> **Exercise requirements**
Copy out every line of the data that has the word "window" somewhere in it.
[Dataset Boundary: Start]
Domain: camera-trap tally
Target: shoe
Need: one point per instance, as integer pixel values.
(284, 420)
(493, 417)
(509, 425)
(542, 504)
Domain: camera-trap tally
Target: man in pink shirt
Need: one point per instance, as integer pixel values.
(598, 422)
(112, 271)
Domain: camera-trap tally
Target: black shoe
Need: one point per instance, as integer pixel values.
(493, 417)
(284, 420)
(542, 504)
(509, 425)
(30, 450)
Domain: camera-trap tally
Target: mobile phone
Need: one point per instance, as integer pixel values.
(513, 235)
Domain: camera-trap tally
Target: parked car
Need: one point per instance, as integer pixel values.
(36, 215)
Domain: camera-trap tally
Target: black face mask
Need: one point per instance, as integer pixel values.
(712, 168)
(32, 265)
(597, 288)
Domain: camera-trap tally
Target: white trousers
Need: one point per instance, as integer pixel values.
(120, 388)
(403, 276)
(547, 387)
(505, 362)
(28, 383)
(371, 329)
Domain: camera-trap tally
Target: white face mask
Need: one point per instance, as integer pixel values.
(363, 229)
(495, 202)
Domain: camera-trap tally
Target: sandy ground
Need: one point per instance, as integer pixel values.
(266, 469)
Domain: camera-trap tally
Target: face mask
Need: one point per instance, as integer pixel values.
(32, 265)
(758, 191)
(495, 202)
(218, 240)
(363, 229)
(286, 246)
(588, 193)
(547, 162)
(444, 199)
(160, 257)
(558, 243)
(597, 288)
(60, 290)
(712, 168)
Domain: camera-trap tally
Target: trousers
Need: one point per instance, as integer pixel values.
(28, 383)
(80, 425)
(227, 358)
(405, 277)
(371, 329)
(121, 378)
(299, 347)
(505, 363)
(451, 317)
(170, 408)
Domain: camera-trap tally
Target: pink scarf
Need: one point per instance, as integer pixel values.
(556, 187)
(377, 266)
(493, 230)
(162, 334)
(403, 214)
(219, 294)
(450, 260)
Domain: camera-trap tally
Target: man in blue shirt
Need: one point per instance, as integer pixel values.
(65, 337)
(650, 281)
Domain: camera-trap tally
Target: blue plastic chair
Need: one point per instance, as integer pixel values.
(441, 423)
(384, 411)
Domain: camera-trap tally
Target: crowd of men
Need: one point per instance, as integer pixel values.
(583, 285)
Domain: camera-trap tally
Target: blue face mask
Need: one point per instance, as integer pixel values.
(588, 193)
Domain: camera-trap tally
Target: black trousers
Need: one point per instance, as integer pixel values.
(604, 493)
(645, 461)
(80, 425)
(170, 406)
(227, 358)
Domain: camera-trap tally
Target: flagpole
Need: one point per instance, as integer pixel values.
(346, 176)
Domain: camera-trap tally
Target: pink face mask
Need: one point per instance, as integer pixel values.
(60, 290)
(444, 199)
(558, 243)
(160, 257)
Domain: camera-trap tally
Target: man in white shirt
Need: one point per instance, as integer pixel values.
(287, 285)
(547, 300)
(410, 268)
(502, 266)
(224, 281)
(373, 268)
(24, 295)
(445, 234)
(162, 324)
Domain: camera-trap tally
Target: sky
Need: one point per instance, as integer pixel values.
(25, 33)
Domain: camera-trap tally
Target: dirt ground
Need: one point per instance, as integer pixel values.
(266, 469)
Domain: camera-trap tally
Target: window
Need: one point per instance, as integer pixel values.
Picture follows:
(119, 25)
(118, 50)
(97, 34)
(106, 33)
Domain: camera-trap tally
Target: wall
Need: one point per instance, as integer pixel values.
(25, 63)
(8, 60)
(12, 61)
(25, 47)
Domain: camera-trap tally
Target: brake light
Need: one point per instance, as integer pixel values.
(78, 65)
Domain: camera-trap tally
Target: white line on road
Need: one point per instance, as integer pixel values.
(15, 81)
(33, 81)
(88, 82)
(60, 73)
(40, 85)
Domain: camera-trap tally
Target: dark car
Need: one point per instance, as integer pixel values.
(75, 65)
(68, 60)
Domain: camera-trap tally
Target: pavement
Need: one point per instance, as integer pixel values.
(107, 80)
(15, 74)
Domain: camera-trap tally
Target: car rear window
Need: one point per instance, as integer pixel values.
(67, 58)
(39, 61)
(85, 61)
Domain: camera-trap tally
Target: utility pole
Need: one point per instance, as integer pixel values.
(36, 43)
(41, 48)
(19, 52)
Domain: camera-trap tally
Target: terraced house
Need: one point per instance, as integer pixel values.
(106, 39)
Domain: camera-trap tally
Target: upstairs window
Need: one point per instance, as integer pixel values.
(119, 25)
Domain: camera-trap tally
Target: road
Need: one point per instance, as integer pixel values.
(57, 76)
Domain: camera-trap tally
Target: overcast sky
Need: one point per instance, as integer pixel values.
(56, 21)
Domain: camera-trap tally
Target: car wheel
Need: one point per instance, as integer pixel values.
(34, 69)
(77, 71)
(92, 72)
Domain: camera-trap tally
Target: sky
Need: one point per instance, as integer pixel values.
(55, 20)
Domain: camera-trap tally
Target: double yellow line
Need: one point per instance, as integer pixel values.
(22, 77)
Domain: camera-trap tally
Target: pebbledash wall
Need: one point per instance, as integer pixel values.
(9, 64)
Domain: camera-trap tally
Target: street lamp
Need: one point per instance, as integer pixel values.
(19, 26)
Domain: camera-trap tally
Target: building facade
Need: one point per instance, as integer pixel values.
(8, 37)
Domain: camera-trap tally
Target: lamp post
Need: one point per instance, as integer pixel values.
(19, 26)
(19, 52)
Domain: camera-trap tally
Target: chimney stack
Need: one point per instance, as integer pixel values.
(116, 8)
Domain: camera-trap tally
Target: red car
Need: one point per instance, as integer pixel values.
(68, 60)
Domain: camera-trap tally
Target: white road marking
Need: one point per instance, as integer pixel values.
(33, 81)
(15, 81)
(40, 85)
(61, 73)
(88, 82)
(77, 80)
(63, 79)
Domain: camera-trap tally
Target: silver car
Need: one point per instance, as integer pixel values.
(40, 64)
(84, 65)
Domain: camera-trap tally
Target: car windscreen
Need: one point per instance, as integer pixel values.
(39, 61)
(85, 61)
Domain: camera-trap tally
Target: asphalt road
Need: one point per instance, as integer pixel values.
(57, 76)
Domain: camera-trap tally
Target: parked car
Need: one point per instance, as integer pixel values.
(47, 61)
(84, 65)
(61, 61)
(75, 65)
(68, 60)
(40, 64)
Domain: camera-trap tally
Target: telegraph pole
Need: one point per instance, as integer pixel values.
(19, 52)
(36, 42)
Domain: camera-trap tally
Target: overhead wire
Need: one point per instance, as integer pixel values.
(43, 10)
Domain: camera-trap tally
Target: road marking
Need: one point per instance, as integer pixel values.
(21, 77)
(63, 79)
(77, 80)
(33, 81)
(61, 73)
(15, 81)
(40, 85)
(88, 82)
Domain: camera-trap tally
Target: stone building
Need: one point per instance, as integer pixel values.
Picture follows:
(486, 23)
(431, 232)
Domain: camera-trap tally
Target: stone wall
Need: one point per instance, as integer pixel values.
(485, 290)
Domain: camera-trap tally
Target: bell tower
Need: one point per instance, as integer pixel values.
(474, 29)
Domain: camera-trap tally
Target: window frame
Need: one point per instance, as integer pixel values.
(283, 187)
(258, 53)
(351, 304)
[Dataset Boundary: End]
> **Your response**
Target: window
Target: car rear window
Target: upstairs window
Target: window frame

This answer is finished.